Material for this task start

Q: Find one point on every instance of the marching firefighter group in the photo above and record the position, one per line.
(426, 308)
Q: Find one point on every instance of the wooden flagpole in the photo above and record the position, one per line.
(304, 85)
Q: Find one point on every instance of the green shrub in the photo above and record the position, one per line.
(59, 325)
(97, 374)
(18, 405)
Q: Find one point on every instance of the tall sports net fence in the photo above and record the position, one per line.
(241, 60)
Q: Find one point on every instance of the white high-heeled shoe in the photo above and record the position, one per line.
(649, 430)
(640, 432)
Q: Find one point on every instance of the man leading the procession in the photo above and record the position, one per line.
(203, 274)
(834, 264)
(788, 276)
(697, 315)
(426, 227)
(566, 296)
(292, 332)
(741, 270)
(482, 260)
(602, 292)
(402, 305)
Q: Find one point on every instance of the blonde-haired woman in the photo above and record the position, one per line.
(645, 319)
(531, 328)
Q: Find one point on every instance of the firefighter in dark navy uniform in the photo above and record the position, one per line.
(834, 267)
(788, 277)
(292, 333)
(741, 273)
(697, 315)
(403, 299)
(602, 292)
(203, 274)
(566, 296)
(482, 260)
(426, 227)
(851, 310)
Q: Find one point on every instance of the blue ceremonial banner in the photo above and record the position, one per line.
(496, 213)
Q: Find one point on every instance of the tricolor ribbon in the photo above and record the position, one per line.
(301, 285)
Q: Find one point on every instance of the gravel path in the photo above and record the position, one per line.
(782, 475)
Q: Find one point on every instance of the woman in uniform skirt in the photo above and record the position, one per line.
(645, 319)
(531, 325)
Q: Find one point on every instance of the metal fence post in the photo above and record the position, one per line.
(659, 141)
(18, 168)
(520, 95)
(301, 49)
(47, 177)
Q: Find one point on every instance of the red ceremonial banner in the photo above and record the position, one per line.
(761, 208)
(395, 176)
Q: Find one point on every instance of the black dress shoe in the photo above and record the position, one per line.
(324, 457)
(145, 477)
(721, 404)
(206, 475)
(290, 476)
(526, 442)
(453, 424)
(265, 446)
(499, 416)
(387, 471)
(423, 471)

Material for this task end

Task requirements:
Repeat exactly, and only, the lines of the records above, starting with the line that contains "Q: Find one point on every instance of the blue" and ending with the final line, both included.

Result for this exercise:
Q: Find one point on every instance of the blue ceremonial banner in the photo above and record the position, one per line.
(496, 213)
Q: Find one point on every instance of the tricolor ribbon in the photo above and record the position, one per line.
(301, 285)
Q: Find one point on every instance of the gravel path in the photo above and record the position, one per line.
(782, 475)
Q: Find one point on every instance of the woman in uniform skirt in the photo above and record the position, one per line.
(645, 319)
(531, 325)
Q: Find one point on every instance of the metal fence post in the photo above and record the position, one per line.
(659, 141)
(18, 168)
(520, 95)
(301, 49)
(47, 177)
Q: Find one point on every instance of the red ceremonial banner in the photo above and record the position, one per line.
(761, 208)
(395, 176)
Q: Find one point on every instance of the black dress shoe in the photo above and record the position, one per line.
(324, 457)
(145, 477)
(721, 404)
(206, 475)
(290, 476)
(526, 442)
(453, 424)
(265, 446)
(499, 416)
(387, 471)
(423, 471)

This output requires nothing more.